> **Goal of the exercise**
Where the word "instance" appears in a line below, copy the whole line.

> **Material supplied**
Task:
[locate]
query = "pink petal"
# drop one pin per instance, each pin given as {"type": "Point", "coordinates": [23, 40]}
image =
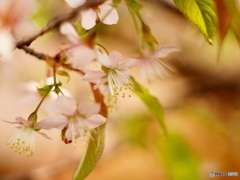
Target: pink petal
{"type": "Point", "coordinates": [66, 106]}
{"type": "Point", "coordinates": [108, 15]}
{"type": "Point", "coordinates": [89, 18]}
{"type": "Point", "coordinates": [44, 135]}
{"type": "Point", "coordinates": [68, 30]}
{"type": "Point", "coordinates": [82, 55]}
{"type": "Point", "coordinates": [23, 121]}
{"type": "Point", "coordinates": [58, 122]}
{"type": "Point", "coordinates": [88, 109]}
{"type": "Point", "coordinates": [93, 76]}
{"type": "Point", "coordinates": [94, 121]}
{"type": "Point", "coordinates": [105, 60]}
{"type": "Point", "coordinates": [7, 44]}
{"type": "Point", "coordinates": [164, 51]}
{"type": "Point", "coordinates": [75, 3]}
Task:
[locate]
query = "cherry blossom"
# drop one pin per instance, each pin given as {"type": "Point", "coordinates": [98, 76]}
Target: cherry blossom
{"type": "Point", "coordinates": [113, 74]}
{"type": "Point", "coordinates": [152, 65]}
{"type": "Point", "coordinates": [105, 12]}
{"type": "Point", "coordinates": [23, 141]}
{"type": "Point", "coordinates": [78, 119]}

> **Result**
# drop one pin per instance, each pin given as {"type": "Point", "coordinates": [23, 40]}
# drop one pin per instance, each pin given as {"type": "Point", "coordinates": [98, 76]}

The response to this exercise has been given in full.